Content starts

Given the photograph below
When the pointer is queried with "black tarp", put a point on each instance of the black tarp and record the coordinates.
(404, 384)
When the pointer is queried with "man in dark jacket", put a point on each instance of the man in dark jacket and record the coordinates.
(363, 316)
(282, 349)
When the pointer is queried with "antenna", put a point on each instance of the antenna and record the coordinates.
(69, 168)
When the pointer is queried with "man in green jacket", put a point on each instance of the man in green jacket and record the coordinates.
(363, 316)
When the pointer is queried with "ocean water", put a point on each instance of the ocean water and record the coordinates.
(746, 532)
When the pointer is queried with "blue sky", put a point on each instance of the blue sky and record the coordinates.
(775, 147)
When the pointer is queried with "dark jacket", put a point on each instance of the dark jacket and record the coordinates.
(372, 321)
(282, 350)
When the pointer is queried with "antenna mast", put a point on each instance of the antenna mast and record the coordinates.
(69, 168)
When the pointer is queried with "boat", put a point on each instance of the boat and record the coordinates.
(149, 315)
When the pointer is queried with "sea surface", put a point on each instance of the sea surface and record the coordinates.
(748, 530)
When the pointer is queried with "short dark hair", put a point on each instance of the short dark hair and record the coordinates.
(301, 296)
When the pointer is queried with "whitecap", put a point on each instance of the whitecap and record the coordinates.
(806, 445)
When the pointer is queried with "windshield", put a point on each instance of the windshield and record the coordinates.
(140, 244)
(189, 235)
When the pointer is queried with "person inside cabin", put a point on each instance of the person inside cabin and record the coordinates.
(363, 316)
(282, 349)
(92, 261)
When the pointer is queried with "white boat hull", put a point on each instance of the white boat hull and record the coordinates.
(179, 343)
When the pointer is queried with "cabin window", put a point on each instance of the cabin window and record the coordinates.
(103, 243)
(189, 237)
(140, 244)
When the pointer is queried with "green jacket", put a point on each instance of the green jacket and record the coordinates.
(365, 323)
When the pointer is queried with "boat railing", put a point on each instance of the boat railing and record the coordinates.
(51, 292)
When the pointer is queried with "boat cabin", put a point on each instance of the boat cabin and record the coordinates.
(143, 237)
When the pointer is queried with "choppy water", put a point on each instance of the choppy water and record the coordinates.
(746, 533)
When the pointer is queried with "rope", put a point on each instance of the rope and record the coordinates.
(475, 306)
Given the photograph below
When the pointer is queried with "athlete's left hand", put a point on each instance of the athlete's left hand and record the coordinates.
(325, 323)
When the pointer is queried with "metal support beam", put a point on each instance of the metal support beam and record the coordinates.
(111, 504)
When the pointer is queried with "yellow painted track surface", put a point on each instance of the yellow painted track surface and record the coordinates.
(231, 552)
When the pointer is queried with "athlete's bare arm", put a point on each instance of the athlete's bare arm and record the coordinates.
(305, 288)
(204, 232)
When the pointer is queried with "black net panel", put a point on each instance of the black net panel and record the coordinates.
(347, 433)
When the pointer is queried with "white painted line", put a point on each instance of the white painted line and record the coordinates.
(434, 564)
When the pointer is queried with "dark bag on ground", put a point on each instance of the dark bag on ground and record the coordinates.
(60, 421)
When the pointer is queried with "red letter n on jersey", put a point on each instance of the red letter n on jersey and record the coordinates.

Content ends

Task prompt | Line by line, output the data precisely as shown above.

Answer for the task |
Given the photograph below
When the pointer is queried with "black tarp", put a point on each instance of the black tarp and record the coordinates.
(404, 384)
When the pointer is queried with "man in dark jacket", put a point on each instance of the man in dark jacket and record the coordinates.
(363, 316)
(282, 349)
When the pointer is queried with "antenna", put a point on each instance of the antenna and record the coordinates.
(69, 168)
When the pointer is queried with "man in green jacket", put a point on each instance of the man in green jacket and record the coordinates.
(363, 316)
When the pointer is queried with "ocean water", put a point on each instance of the ocean water and record the coordinates.
(746, 532)
When the pointer is queried with "blue sky", put a point on each instance of the blue sky and record the coordinates.
(775, 147)
When the pointer is queried with "dark jacket", put a point on each instance of the dark jacket and record the coordinates.
(372, 321)
(282, 350)
When the pointer is queried with "antenna mast", put a point on each instance of the antenna mast and record the coordinates.
(69, 168)
When the pointer is queried with "boat", put a point on each instance of the boat and record the coordinates.
(149, 315)
When the pointer is queried with "sea surface", put a point on each instance of the sea surface and record the coordinates.
(748, 530)
When the pointer is queried with "short dark hair", put a point on each instance of the short dark hair and record the coordinates.
(301, 296)
When the pointer is queried with "whitecap", put a point on each instance of the whitecap and record the coordinates.
(806, 445)
When the pointer is queried with "windshield", put a point on each instance of the windshield and record the coordinates.
(140, 244)
(189, 235)
When the pointer is queried with "person inside cabin", put a point on each instance of the person inside cabin and record the coordinates.
(363, 316)
(282, 349)
(92, 261)
When the pointer is queried with "white boat hull", put a point on each instance of the white boat hull and record the coordinates.
(179, 343)
When the pointer is queried with "cabin window", put a point on each instance of the cabin window and record the coordinates.
(103, 243)
(189, 237)
(140, 244)
When the pointer is queried with "green jacket", put a point on each instance of the green jacket and record the coordinates.
(365, 323)
When the pointer is queried with "boat railing", put a point on each instance of the boat railing and record the coordinates.
(51, 292)
When the pointer is queried with "boat cabin", put a point on each instance of the boat cabin and record the coordinates.
(143, 237)
When the pointer is queried with "choppy water", put a point on each instance of the choppy water and record the coordinates.
(746, 533)
When the pointer is queried with "rope", put a point on each instance of the rope and record the coordinates.
(475, 306)
Given the photograph below
When the pointer is queried with "athlete's left hand", put a point on each instance of the athlete's left hand and record the coordinates.
(325, 323)
When the pointer is queried with "metal support beam", put a point on each instance of the metal support beam and record the coordinates.
(111, 504)
When the pointer is queried with "yellow painted track surface", put a point on each instance of the yellow painted track surface and record the coordinates.
(231, 552)
When the pointer is queried with "athlete's bare arm", put a point on each instance of the athlete's bare arm and record the coordinates.
(305, 288)
(204, 232)
When the pointer is queried with "black net panel", put a point on each instance of the black net panel and record the coordinates.
(347, 433)
When the pointer is queried with "white painted line", put a point on each instance of the white painted line and record the coordinates.
(434, 564)
When the pointer is queried with "dark bag on ground", put a point on each instance of the dark bag on ground and record the coordinates.
(60, 421)
When the pointer is queried with "red letter n on jersey", put a point on each instance of the red letter n on jersey and record the coordinates.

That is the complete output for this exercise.